# PROBLEM DESCRIPTION
Leave out all pictures and retype exactly the lines from the one with "Target: street lamp" through the last line of the material.

# SUPPLIED MATERIAL
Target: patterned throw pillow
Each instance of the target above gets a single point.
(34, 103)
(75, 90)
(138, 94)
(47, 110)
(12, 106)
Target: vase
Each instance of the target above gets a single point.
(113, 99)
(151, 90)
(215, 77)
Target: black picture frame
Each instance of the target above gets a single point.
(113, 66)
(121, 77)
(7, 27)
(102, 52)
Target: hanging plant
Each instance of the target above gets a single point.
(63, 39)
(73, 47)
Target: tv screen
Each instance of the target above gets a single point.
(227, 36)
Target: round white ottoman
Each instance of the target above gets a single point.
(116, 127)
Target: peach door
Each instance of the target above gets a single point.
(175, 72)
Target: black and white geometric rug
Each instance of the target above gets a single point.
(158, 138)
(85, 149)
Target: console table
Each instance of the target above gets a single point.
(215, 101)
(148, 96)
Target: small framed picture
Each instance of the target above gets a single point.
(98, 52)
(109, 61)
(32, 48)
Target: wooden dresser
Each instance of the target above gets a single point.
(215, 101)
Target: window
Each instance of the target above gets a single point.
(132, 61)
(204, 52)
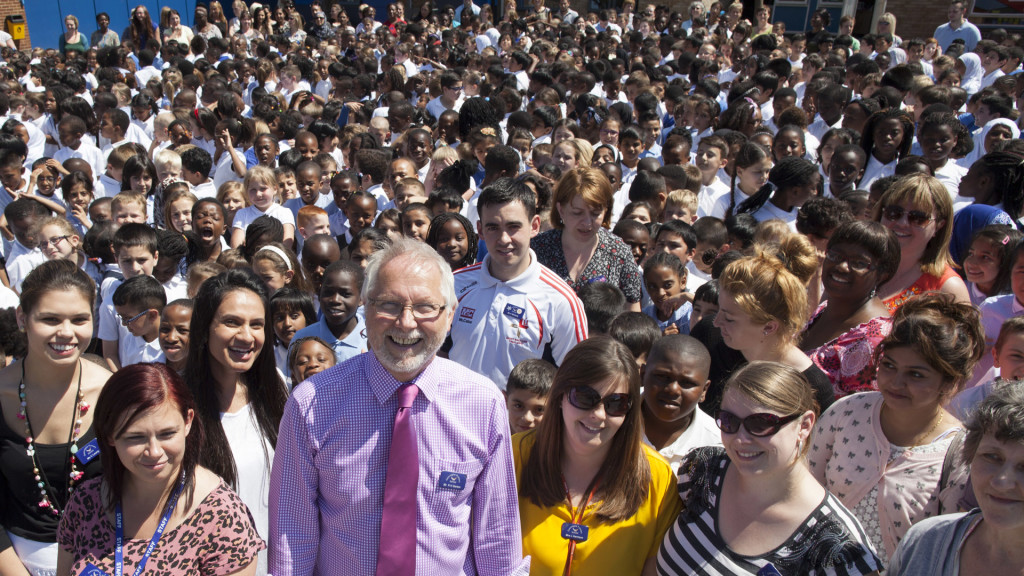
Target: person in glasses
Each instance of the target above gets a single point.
(593, 497)
(753, 506)
(151, 442)
(401, 459)
(884, 454)
(919, 209)
(844, 332)
(240, 395)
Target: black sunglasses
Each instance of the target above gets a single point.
(586, 398)
(757, 424)
(914, 217)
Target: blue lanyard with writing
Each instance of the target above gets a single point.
(120, 534)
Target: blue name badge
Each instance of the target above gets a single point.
(88, 452)
(91, 570)
(452, 481)
(514, 312)
(577, 532)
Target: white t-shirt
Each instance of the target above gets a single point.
(245, 216)
(253, 458)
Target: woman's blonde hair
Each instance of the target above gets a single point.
(778, 387)
(930, 195)
(588, 182)
(766, 287)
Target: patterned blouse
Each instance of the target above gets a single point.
(612, 261)
(849, 359)
(218, 538)
(828, 541)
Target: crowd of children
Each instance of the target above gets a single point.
(826, 179)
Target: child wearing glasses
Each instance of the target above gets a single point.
(59, 241)
(138, 302)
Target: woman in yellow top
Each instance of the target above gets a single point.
(593, 499)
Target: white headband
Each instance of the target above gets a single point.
(278, 251)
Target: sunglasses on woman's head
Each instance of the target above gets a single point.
(919, 218)
(586, 398)
(757, 424)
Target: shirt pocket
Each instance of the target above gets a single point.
(452, 486)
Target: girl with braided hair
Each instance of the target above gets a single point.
(887, 138)
(791, 182)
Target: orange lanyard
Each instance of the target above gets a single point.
(576, 517)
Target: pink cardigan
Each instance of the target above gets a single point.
(850, 456)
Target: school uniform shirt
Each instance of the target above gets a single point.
(701, 432)
(245, 216)
(20, 260)
(875, 170)
(352, 344)
(499, 324)
(138, 351)
(709, 195)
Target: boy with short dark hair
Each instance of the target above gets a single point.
(135, 248)
(138, 302)
(526, 393)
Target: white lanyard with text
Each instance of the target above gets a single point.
(120, 536)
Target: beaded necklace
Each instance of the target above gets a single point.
(47, 495)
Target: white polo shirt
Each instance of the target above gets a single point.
(499, 324)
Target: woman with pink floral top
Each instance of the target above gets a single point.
(844, 332)
(884, 453)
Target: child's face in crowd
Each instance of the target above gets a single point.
(23, 230)
(98, 211)
(135, 260)
(637, 241)
(174, 326)
(360, 212)
(674, 383)
(311, 358)
(181, 214)
(339, 298)
(320, 223)
(307, 182)
(416, 224)
(1010, 357)
(674, 244)
(677, 212)
(288, 188)
(271, 277)
(57, 244)
(525, 409)
(287, 323)
(700, 310)
(129, 212)
(261, 195)
(453, 242)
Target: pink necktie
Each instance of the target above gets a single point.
(396, 551)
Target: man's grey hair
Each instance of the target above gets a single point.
(1000, 414)
(419, 256)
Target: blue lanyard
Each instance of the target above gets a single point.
(120, 534)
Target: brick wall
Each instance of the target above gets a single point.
(8, 7)
(918, 17)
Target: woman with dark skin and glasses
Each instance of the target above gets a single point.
(753, 506)
(593, 498)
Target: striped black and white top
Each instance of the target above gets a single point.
(829, 541)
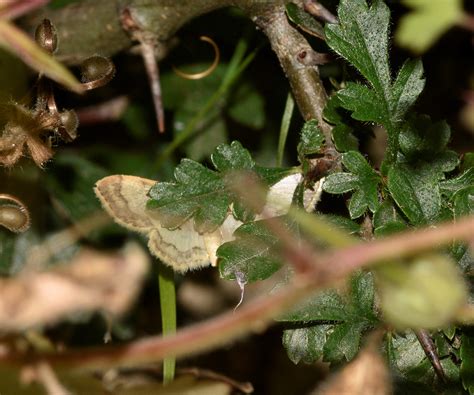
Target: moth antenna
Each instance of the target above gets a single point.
(212, 67)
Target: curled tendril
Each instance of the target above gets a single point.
(14, 215)
(96, 72)
(212, 67)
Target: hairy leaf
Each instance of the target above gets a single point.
(311, 139)
(305, 344)
(361, 37)
(350, 315)
(202, 193)
(252, 256)
(467, 358)
(363, 179)
(415, 187)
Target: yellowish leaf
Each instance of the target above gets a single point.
(428, 20)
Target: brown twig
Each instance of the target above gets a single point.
(257, 316)
(209, 70)
(245, 387)
(431, 353)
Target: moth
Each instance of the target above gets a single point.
(124, 198)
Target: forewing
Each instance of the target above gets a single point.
(124, 198)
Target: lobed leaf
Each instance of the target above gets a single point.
(361, 37)
(428, 20)
(349, 316)
(252, 256)
(363, 179)
(305, 344)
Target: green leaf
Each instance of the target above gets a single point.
(415, 187)
(351, 315)
(383, 102)
(464, 202)
(305, 344)
(363, 179)
(386, 214)
(404, 194)
(197, 192)
(353, 39)
(325, 306)
(452, 186)
(186, 98)
(467, 361)
(247, 106)
(311, 139)
(343, 342)
(340, 183)
(304, 20)
(362, 295)
(343, 223)
(232, 157)
(343, 138)
(467, 161)
(204, 194)
(252, 256)
(428, 20)
(342, 135)
(420, 137)
(363, 102)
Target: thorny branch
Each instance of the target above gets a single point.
(81, 23)
(255, 317)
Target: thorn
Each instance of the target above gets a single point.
(431, 353)
(147, 50)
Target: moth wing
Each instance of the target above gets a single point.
(124, 198)
(221, 235)
(183, 249)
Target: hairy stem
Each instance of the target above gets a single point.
(255, 317)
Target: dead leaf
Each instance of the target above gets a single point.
(92, 281)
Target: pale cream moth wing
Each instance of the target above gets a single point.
(221, 235)
(183, 248)
(125, 198)
(280, 195)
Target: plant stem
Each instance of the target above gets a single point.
(285, 126)
(234, 70)
(168, 315)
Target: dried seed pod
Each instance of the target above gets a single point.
(46, 36)
(14, 215)
(96, 71)
(70, 122)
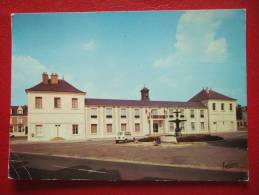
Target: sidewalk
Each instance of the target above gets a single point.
(209, 155)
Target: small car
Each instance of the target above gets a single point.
(124, 136)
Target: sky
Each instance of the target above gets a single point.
(114, 54)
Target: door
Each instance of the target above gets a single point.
(155, 127)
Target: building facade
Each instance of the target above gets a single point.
(241, 117)
(19, 121)
(58, 109)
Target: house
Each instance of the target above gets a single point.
(18, 120)
(58, 109)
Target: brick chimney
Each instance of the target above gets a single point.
(54, 78)
(45, 78)
(145, 94)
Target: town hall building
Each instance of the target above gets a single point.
(56, 109)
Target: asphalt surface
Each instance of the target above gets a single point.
(27, 166)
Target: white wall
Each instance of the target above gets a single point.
(222, 120)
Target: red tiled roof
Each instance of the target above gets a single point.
(61, 86)
(15, 111)
(139, 103)
(209, 94)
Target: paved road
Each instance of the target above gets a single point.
(27, 166)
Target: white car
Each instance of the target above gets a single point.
(124, 136)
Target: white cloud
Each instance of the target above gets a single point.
(90, 45)
(196, 40)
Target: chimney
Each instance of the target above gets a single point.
(54, 78)
(45, 78)
(145, 94)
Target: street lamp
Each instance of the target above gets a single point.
(57, 130)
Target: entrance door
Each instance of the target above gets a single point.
(155, 127)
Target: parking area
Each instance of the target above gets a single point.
(231, 151)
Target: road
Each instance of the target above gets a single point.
(28, 166)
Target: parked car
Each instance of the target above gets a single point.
(124, 136)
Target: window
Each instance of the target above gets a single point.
(19, 120)
(171, 113)
(137, 113)
(19, 111)
(93, 112)
(75, 129)
(74, 103)
(38, 102)
(182, 126)
(222, 106)
(11, 128)
(57, 102)
(193, 126)
(171, 127)
(38, 130)
(93, 128)
(123, 113)
(20, 128)
(214, 106)
(230, 107)
(109, 128)
(192, 113)
(202, 113)
(123, 126)
(202, 126)
(154, 112)
(137, 127)
(108, 112)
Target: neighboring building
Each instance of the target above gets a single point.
(57, 109)
(19, 120)
(241, 117)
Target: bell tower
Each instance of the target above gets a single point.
(144, 94)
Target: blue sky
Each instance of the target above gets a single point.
(113, 54)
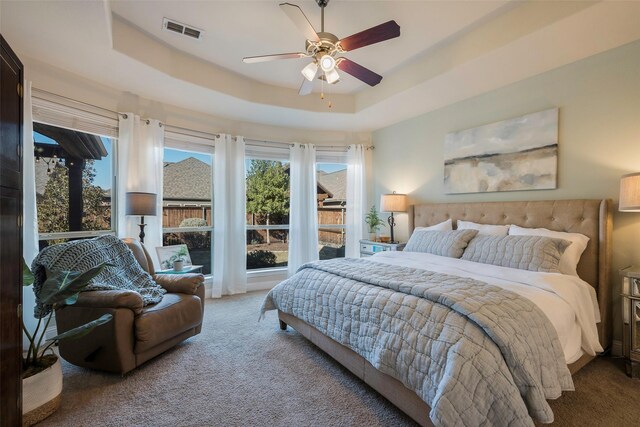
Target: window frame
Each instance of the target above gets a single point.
(276, 154)
(176, 142)
(114, 191)
(341, 159)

# RESPONSE TO THE TASK
Target: street lamp
Each instance of the target above gets a single point.
(57, 130)
Target: entrance door
Each instance of the target above gets a single point.
(155, 127)
Target: parking area
Each instance of the target above gets a single point.
(231, 151)
Target: road
Each instance of the target above gets a single point.
(28, 166)
Target: parked car
Each instance of the target above gets a single point.
(124, 136)
Target: window
Each instance of the target above gets a single point.
(19, 120)
(171, 113)
(137, 113)
(19, 111)
(93, 112)
(75, 129)
(74, 103)
(38, 102)
(182, 126)
(222, 106)
(11, 128)
(57, 102)
(193, 126)
(171, 127)
(38, 130)
(93, 128)
(123, 113)
(20, 128)
(214, 106)
(230, 107)
(109, 128)
(192, 113)
(202, 113)
(123, 126)
(202, 126)
(154, 112)
(137, 127)
(108, 112)
Target: neighboring building
Each instance of the target above gets a single point.
(57, 109)
(19, 120)
(241, 117)
Target: bell tower
Each instance of the target above gets a single point.
(144, 94)
Target: blue sky
Each instance of the target above gets a single point.
(113, 54)
Target: window frame
Each instance of the target above gets a single point.
(276, 154)
(176, 142)
(114, 191)
(341, 159)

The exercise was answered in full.